Life inevitably includes unwelcome surprises; and for parents, among the most dreaded surprises is hearing that their baby isn’t as physically and mentally “perfect” as hoped. But if this happens to you, don’t let anyone tell you that your child’s future will be determined by limitations. A happy, fulfilling life is as possible with a disability as without.
Count it as a blessing if your child is diagnosed at an early age: the earlier a problem is discovered, the easier it is to treat or manage. To help children of all abilities get an early start on thriving, Easterseals’ Make the First Five Count program assists parents of young children (up to age five) in nurturing five key growth areas: relationships, exploring/learning, communication, playing, and moving.
The following text is adapted from a communication with Sonia Salas, Assistant Program Director and First Five director at the Early Childhood Intervention Infant Program, Easter Seals Greater Houston.
Families typically become concerned about their child’s development when the child is not talking or walking like other children the same age. Nobody wants to think that their baby is “delayed” (which, to many, conjures up images of never learning to read, function at school, or live independently). However, the important thing to remember is that every child develops differently. Delays can be caused by many factors: some babies are born premature and may need help catching up. Some babies are born with diagnoses that put them at risk for developmental delay; and for some delays, there’s no explanation. But with early developmental intervention, most challenges can be overcome. Early detection is always best!
We never want to compare children—and it’s important to remember that neither an “at risk” diagnosis, nor a longer-than-average learning period, is the same as genuine developmental delay. However, we do want to make sure we address delays as early as possible. The mission of Make the First Five Count is to ensure that children have every chance to start kindergarten with the skills to succeed alongside their peers.

> **Work request 1**: List the five key growth areas that the passage on developmental delay says the Make the First Five Count program helps parents nurture.
> **Work request 2**:
Answer these from the passage on developmental delay:
(a) Up to what age are the children whose parents the program assists?
(b) What two titles does Sonia Salas hold?
(c) What is the stated mission of Make the First Five Count?

> **Record extracts**:
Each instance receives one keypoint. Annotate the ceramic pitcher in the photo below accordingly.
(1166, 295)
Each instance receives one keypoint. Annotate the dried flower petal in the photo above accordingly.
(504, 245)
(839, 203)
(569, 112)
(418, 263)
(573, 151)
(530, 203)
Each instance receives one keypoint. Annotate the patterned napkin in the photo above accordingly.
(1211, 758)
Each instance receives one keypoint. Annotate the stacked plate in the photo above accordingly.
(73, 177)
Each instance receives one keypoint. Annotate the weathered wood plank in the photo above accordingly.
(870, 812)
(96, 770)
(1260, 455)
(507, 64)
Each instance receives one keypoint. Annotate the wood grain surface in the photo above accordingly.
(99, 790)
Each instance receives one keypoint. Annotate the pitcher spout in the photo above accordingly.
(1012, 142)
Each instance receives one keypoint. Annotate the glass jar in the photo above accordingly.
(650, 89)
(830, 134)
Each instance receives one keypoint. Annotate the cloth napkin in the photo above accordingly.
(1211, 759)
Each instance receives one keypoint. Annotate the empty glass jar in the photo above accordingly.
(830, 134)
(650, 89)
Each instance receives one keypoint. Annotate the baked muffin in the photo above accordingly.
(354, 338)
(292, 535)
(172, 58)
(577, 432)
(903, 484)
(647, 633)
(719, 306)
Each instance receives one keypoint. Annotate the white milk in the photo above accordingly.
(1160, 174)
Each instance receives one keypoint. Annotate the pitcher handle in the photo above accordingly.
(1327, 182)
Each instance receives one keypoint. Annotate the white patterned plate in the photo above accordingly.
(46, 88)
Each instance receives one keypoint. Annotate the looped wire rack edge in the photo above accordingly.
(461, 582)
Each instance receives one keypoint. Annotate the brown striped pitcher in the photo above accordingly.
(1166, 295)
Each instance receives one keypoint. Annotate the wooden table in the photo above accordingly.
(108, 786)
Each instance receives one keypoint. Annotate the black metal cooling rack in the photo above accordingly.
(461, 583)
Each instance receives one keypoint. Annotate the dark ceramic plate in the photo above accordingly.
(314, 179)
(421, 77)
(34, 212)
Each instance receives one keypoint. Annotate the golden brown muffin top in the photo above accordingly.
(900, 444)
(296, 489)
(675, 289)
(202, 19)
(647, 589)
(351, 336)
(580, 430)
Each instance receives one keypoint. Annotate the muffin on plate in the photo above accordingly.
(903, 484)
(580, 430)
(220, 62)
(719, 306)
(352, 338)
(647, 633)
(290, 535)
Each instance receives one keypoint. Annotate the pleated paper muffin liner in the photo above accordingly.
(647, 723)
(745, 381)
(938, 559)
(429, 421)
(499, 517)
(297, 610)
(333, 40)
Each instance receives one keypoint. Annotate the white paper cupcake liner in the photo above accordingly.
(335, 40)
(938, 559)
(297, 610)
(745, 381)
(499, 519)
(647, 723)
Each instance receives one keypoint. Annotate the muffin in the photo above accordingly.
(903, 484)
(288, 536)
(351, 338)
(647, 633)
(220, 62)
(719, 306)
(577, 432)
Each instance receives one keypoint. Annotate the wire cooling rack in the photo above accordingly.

> **Response area 1**: relationships, exploring/learning, communication, playing, moving

> **Response area 2**:
(a) Up to age five.
(b) Assistant Program Director and First Five director at the Early Childhood Intervention Infant Program, Easter Seals Greater Houston.
(c) To ensure that children have every chance to start kindergarten with the skills to succeed alongside their peers.